EXERCISE> Copy word for word the lines of the records below, beginning at the one with "the bed base" and finishing at the one with "of the venetian", ends included, but none of the pictures.

(Beginning of EXERCISE DATA)

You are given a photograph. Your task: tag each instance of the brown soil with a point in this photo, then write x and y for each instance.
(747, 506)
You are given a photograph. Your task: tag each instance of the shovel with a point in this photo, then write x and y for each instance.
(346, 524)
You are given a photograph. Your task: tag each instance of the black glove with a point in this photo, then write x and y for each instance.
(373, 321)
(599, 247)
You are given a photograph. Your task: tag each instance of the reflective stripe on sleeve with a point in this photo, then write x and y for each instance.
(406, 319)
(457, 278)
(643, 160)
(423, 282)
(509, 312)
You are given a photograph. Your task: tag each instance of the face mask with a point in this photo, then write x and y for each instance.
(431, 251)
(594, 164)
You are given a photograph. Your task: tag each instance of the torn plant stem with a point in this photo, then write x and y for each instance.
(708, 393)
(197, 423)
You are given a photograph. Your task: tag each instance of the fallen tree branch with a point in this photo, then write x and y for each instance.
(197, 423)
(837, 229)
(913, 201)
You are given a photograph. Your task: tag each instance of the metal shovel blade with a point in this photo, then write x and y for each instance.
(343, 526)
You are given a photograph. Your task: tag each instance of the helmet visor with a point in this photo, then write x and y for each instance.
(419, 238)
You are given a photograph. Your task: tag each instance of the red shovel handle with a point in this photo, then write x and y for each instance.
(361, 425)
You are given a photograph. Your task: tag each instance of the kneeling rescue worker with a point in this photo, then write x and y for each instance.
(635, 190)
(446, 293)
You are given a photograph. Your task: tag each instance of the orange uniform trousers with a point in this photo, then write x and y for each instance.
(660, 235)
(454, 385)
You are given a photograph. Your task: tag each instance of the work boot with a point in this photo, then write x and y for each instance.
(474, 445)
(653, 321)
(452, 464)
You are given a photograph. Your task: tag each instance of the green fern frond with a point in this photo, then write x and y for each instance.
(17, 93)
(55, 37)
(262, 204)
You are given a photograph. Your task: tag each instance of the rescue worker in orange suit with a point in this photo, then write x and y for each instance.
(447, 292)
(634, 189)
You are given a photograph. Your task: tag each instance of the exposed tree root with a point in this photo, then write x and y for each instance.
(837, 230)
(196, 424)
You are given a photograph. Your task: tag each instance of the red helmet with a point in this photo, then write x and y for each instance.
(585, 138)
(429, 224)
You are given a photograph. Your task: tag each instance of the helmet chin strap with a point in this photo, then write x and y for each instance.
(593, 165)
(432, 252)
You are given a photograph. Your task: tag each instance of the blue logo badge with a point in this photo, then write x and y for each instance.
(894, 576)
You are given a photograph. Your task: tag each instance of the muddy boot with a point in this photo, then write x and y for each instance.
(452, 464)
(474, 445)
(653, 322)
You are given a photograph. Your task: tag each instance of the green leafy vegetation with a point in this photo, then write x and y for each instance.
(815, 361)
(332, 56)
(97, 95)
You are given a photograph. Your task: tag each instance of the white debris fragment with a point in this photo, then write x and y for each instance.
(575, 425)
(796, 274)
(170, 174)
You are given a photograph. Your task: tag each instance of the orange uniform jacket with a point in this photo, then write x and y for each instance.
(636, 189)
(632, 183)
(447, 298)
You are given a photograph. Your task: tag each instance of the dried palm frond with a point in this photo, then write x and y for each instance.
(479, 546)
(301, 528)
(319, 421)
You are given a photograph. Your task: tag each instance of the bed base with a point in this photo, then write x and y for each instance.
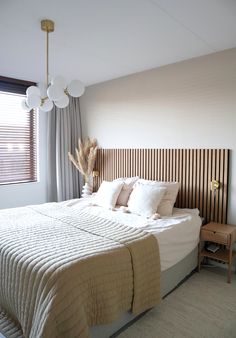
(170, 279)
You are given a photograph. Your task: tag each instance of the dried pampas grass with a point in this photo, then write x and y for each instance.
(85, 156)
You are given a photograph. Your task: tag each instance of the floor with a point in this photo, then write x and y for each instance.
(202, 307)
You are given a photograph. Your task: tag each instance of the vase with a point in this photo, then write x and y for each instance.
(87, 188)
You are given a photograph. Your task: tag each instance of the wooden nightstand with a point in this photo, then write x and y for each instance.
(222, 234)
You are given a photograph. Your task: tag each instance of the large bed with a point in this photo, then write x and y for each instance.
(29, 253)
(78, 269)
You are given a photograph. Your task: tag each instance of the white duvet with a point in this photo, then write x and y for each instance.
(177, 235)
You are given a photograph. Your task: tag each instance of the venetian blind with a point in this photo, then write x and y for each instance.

(End of EXERCISE DATA)
(Beginning of EXERCISE DATA)

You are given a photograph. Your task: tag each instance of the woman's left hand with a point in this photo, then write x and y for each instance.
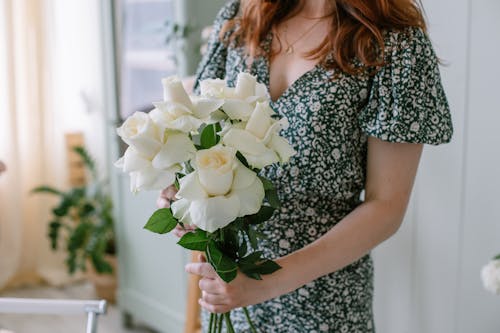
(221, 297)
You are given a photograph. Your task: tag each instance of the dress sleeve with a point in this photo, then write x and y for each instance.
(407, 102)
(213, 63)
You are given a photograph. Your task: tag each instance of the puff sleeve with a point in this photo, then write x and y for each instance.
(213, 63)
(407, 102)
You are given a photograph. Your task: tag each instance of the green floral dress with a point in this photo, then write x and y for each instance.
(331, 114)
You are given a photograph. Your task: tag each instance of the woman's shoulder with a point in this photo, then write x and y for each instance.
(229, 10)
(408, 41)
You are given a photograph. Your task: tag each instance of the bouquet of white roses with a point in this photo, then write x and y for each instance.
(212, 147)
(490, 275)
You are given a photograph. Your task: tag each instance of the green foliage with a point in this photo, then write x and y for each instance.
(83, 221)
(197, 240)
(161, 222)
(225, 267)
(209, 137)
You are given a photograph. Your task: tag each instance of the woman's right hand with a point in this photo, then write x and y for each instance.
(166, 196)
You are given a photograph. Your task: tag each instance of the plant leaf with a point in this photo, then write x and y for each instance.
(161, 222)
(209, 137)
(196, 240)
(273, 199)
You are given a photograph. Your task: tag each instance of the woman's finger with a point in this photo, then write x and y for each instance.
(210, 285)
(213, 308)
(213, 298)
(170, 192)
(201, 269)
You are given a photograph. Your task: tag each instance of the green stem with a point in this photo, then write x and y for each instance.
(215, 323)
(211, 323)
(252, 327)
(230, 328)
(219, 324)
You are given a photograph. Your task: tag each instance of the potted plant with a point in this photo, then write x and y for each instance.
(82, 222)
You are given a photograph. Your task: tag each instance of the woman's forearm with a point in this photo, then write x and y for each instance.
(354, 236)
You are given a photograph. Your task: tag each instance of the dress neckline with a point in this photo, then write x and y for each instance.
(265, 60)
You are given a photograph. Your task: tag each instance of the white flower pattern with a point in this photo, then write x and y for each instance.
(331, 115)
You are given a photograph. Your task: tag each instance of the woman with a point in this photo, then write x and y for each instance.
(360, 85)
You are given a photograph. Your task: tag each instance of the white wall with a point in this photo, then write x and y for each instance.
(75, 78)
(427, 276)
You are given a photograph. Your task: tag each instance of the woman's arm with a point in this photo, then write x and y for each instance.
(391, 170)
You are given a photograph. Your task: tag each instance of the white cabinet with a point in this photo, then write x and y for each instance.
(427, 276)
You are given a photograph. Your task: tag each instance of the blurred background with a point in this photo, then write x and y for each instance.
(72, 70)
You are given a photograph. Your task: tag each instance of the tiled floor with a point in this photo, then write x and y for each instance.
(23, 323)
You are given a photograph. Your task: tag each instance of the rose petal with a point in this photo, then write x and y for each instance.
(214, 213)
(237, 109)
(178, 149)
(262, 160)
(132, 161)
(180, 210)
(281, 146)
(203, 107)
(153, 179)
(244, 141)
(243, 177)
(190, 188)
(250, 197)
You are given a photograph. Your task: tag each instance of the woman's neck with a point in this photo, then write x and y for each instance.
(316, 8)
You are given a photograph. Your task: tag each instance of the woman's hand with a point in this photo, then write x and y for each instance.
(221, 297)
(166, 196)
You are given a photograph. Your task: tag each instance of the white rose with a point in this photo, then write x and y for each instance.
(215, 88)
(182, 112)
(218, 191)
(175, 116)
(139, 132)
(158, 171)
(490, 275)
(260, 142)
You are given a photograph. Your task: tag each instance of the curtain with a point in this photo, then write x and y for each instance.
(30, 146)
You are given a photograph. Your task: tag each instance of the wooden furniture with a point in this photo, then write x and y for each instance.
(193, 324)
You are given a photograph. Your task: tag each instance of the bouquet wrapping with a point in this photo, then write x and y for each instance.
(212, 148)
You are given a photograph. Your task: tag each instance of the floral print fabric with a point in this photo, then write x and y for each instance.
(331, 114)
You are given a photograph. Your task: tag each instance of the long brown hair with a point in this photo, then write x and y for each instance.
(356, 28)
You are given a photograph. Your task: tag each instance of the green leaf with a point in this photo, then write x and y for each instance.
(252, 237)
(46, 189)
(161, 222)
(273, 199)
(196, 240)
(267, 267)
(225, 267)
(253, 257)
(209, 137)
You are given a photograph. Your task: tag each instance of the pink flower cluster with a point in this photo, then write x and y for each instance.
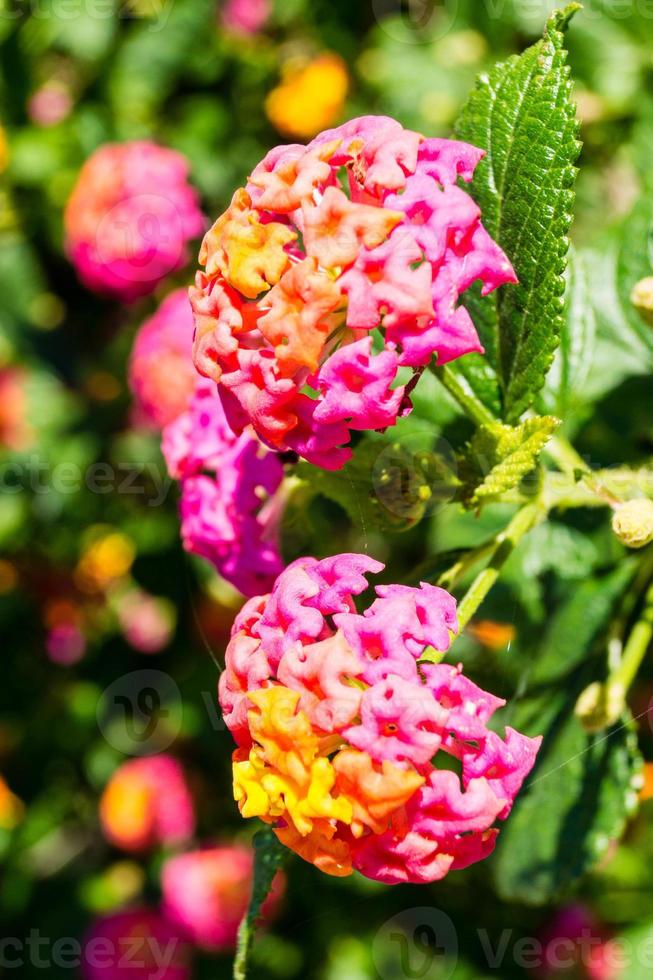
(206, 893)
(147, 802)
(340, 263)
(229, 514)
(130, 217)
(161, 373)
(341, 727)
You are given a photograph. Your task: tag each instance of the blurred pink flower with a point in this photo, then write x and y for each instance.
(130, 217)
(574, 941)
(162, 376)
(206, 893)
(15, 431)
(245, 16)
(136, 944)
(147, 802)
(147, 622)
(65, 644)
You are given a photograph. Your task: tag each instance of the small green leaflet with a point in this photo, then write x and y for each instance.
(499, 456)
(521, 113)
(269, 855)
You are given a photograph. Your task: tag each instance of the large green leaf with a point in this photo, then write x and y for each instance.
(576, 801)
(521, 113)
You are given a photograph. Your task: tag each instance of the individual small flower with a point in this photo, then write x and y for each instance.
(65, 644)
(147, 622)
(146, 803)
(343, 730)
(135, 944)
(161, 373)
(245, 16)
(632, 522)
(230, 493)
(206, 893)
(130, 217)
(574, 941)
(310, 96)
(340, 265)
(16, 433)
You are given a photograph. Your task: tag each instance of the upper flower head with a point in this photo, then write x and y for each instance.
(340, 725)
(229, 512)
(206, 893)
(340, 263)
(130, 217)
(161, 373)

(End of EXERCISE DATA)
(Beginning of EXERCISE DATA)

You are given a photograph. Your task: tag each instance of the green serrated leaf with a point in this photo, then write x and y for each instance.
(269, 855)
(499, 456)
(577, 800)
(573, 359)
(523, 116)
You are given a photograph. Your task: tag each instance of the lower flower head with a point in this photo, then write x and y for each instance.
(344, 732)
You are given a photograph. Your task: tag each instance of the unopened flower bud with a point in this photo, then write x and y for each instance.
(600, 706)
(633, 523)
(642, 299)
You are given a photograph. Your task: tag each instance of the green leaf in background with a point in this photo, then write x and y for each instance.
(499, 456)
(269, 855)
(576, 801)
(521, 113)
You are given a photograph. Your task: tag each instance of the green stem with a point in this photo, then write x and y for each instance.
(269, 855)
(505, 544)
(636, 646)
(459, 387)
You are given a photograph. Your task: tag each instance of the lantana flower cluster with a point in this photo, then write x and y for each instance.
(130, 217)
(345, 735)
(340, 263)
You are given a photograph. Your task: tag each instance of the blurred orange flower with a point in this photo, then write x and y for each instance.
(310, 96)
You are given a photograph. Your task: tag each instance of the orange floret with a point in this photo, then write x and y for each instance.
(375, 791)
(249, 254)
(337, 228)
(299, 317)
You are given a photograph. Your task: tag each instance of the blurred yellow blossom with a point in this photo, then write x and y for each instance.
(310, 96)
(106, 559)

(End of EXERCISE DATA)

WORKED SOLUTION>
You are given a photograph. Your task: tag each instance of the bed base with a point in this photo, then write x and y for each instance.
(170, 279)
You are given a photograph. Your task: tag each instance of the dried pampas grass with a point in this photo, then write x and y for each instance.
(85, 156)
You are given a photograph. Your task: tag each instance of the floor with a point in this photo, then write x and y for each instance.
(202, 307)
You are given a photograph. Your task: tag each instance of the vase with a point in this photo, then write x and y for each instance.
(87, 188)
You are given a photograph. Your task: tag each instance of the wooden nightstand with a point in this photo, then write x and y for each instance.
(222, 234)
You are given a photograph. Your task: tag each instance of the large bed with a point in this photo, then write x and y for each instance.
(29, 253)
(78, 269)
You are given a photograph. Your task: tag each instance of the white duvet with a point in this photo, then write x and y for each instance.
(177, 235)
You are given a photograph. Your task: tag each instance of the venetian blind with a point in this photo, then write x and y for each instance.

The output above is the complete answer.